DATASET EXTRACT
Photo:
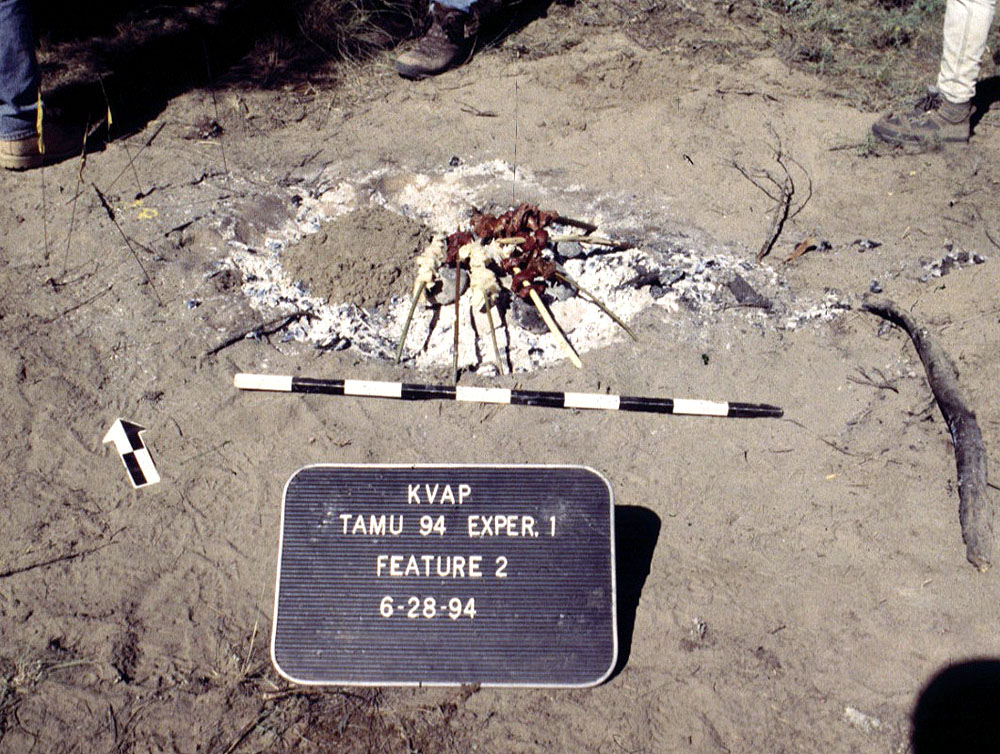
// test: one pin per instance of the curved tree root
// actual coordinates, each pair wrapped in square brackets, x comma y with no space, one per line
[975,508]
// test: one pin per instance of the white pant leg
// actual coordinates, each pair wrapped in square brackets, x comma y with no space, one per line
[966,28]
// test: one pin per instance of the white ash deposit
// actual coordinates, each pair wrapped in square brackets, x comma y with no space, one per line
[658,272]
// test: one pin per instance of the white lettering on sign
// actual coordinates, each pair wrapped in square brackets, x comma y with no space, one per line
[373,526]
[501,525]
[427,494]
[428,566]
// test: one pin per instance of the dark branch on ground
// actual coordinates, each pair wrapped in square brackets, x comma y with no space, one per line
[975,509]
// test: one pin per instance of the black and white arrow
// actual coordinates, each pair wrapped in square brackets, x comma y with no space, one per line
[138,462]
[410,392]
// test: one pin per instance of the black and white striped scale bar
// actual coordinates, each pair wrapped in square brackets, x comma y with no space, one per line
[410,392]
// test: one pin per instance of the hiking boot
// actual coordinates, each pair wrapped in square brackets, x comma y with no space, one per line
[933,121]
[448,42]
[60,143]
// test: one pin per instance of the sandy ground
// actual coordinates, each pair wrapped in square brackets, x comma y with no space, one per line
[796,583]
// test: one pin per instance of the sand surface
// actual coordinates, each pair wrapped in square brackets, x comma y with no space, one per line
[796,583]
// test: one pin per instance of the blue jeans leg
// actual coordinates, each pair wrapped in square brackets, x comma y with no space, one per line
[18,71]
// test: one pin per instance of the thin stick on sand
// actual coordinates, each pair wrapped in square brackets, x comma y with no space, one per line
[597,302]
[551,323]
[493,333]
[409,316]
[458,296]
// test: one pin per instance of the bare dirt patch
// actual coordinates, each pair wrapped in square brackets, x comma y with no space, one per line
[806,577]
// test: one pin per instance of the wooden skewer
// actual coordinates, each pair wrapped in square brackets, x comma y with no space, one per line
[595,240]
[597,302]
[406,325]
[458,295]
[551,323]
[493,332]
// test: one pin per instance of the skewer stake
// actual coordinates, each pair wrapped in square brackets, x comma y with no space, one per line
[597,302]
[551,324]
[458,295]
[543,399]
[594,240]
[409,316]
[493,333]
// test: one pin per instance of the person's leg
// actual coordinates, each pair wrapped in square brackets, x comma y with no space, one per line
[18,71]
[966,29]
[945,113]
[21,146]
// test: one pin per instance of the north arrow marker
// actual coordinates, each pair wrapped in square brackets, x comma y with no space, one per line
[138,462]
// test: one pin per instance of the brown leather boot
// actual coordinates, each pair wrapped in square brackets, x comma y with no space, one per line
[448,42]
[60,143]
[933,121]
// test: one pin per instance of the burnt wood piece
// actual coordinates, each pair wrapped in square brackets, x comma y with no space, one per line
[975,507]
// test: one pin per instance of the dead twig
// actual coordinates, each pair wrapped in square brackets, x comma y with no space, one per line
[266,328]
[128,242]
[782,193]
[52,561]
[883,382]
[975,509]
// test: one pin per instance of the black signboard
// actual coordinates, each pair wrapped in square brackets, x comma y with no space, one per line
[407,575]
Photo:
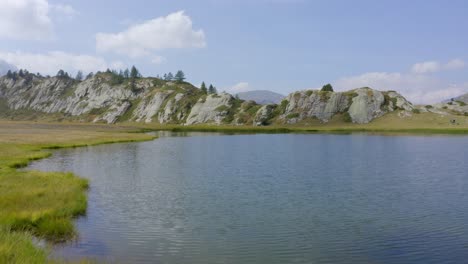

HOW TO COMPLETE THIS TASK
In your copy of the material, every word must match and no image should appear.

WRITTEN SOLUTION
Photo:
// test: one pin per instance of the curved tree root
// actual coordinates, each pair wrapped in square brackets, x comma y with no space, one per line
[975,508]
// test: one pin per instance of the white pant leg
// actual coordinates, each pair wrapped in square brackets, x comma y with no space, one per line
[966,28]
// test: one pin per instance of the white ash deposit
// actual coordinates, each pair wrapped in square brackets, x comma y with no space, one per line
[658,272]
// test: one pin per instance of the white lettering on sign
// actual coordinates, each pair wrapped in square brackets, x comma y with no space, one per line
[373,526]
[501,525]
[427,494]
[428,566]
// test: one pin per instance of the dark branch on ground
// actual coordinates, each pair wrapped in square brackets, x comma y with no space, one per line
[975,509]
// test: one pin per instance of the black and white arrow
// actual coordinates, each pair wrapped in square brackets, x comma y with no space, one per line
[138,462]
[410,392]
// test: one pin per instance of the black and white striped scale bar
// actual coordinates, each pair wrapped in square brackets, x comma y with no space, one per line
[410,392]
// test: one pin per instance of the hiking boot
// actual coordinates, each pair wrapped in square brackets, x comma y with no space, one per line
[933,121]
[448,42]
[60,143]
// test: one pin per instance of the sandy ground
// actual coordinates, each pair wrapped in square brackets, x comma y with no space, one per line
[796,583]
// test: one pin per instance of the sand surface
// actual coordinates, each pair wrapped in square brackets, x comma y with no space, one per line
[796,583]
// test: one pin per instance of the blue jeans leg
// actual coordinates, each pair wrapped in square brackets, x comma y with no space, one per line
[18,71]
// test: one pin per instance of the thin stick on sand
// actual coordinates, each pair wrapped in square brackets, x comma y with no space, one per line
[597,302]
[551,323]
[493,333]
[409,316]
[458,296]
// test: one pin per instance of the bare dirt patch
// actual coordinates, each pair wrapped in square brackets, x comma y with no space, one per line
[806,577]
// test: one pin per instance of the wooden skewer
// actual coordinates, each pair wrapped in square brackets, x comma y with no space, one per line
[595,240]
[597,302]
[406,325]
[458,295]
[551,323]
[493,332]
// test: one pin per instance of the skewer stake
// actual coordinates, each pair wrapped in square brackets, x comma y with no space, one per line
[597,302]
[551,324]
[458,295]
[543,399]
[594,240]
[409,316]
[493,333]
// test: one pin per instance of the person's leg
// actual coordinates, each pair wrapped in square brackets, x comma y with no space, one per line
[18,71]
[966,29]
[945,113]
[21,146]
// test: one pin per instance of the north arrow marker
// actual coordinates, each pair wrapped in square brackets, x comma y with no space, one per line
[138,462]
// test: one pin per instance of the brown leather boot
// actual coordinates, each pair wrapped in square brackets, x comma y with no space, one per line
[448,42]
[60,143]
[933,121]
// test: one pin per instance of the burnt wood piece
// actual coordinates, each pair wrapped in square brackets, x comma y with no space, one per line
[975,507]
// test: one pin per instance of the dead twig
// actual coordinates, each pair wrapped in square brackets, x comma y with no space, one per line
[266,328]
[128,242]
[782,193]
[52,561]
[883,382]
[975,509]
// test: one pin per instance of the black signboard
// actual coordinates, each pair wrapped in square brackets, x comma y with no space, one per line
[407,575]
Photo:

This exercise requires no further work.